* Start ITEMS *
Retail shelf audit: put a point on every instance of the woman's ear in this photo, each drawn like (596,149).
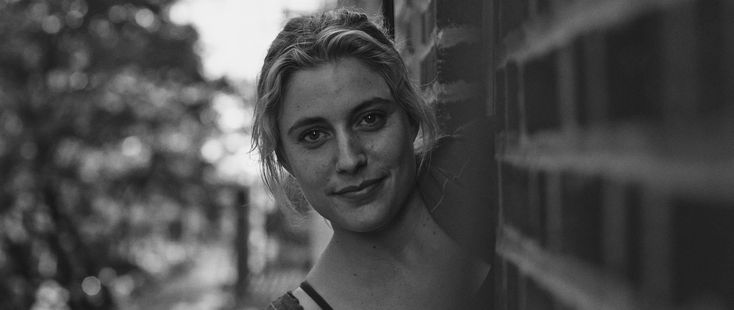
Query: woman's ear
(414,128)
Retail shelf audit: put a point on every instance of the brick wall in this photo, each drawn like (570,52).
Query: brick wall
(615,151)
(614,142)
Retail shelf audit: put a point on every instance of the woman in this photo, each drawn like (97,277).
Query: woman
(338,123)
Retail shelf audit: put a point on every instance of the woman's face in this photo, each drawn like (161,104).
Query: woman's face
(348,144)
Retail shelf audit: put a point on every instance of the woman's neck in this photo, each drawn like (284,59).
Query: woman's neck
(398,263)
(393,241)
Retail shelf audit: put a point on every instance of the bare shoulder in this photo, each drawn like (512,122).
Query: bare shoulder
(286,302)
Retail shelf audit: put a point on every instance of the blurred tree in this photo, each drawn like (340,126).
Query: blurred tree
(103,112)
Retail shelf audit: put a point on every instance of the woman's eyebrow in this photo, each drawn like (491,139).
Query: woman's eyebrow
(370,102)
(305,122)
(361,106)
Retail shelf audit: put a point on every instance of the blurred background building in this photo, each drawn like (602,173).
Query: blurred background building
(126,182)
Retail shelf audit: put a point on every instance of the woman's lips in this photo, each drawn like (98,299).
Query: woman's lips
(359,191)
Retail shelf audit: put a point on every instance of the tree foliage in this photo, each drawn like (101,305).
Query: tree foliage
(103,111)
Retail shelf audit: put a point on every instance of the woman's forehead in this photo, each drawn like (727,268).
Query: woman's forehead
(340,84)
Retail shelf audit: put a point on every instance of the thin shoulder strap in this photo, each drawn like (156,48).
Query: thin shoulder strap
(315,296)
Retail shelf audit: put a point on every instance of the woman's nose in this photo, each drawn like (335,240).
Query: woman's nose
(350,155)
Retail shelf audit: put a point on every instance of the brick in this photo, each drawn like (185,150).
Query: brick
(537,298)
(515,196)
(512,13)
(537,218)
(633,204)
(634,69)
(512,119)
(449,13)
(513,284)
(540,81)
(712,36)
(500,102)
(460,62)
(581,216)
(703,251)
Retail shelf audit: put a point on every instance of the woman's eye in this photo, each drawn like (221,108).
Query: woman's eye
(312,136)
(372,120)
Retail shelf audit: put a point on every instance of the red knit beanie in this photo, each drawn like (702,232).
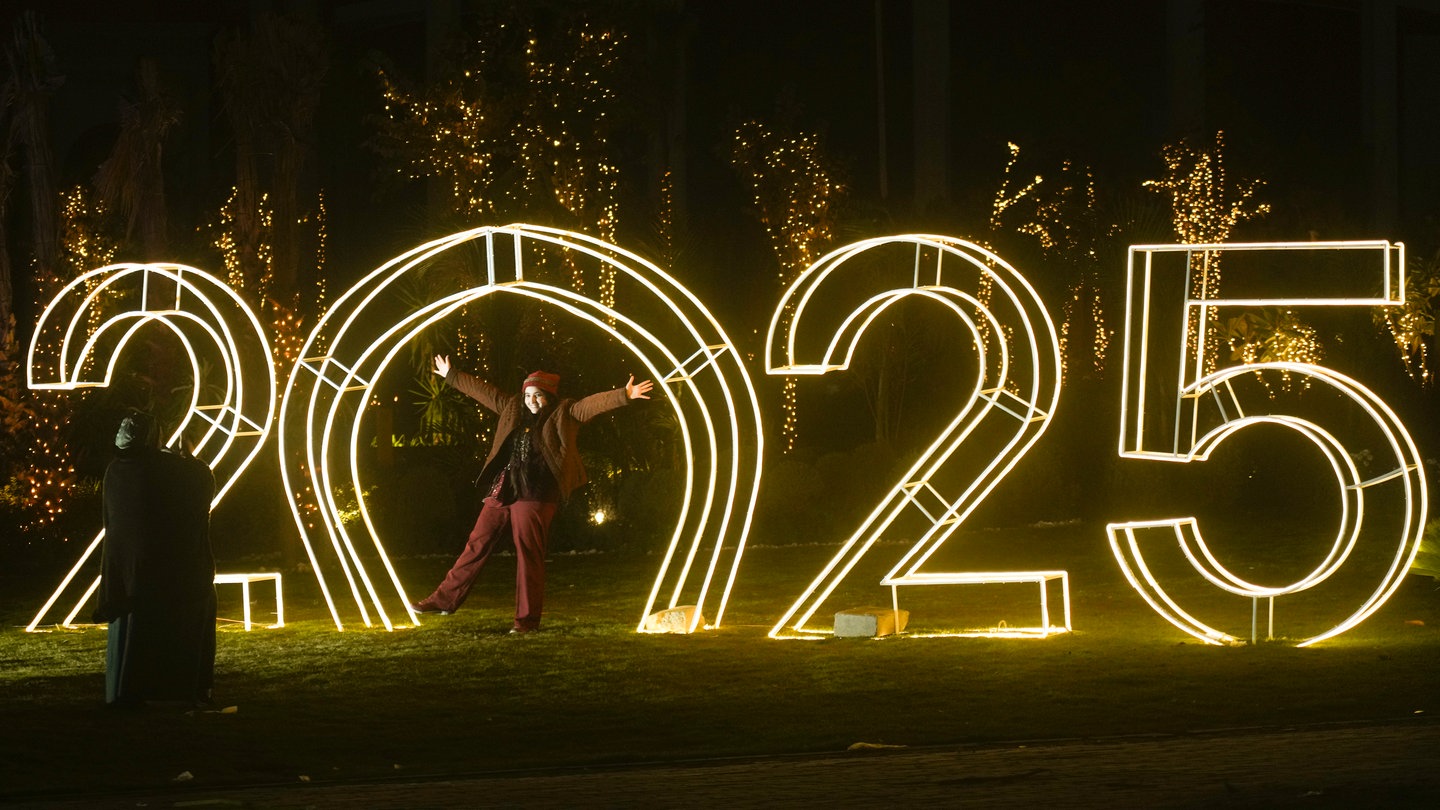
* End ITEMS *
TO DO: Pick out and copy every line in the entries above that contains the word "blurred", treating uppercase and lowercase letters as distinct.

SOLUTION FOR THIS TASK:
Retail shelf audit: put a point on every instance of the blurred tree in this photo, each drawn like (340,126).
Query: blurred tree
Retail shelf audit: put a point on every instance of the blurred background building in this photo, each drawn like (602,173).
Query: blurred background building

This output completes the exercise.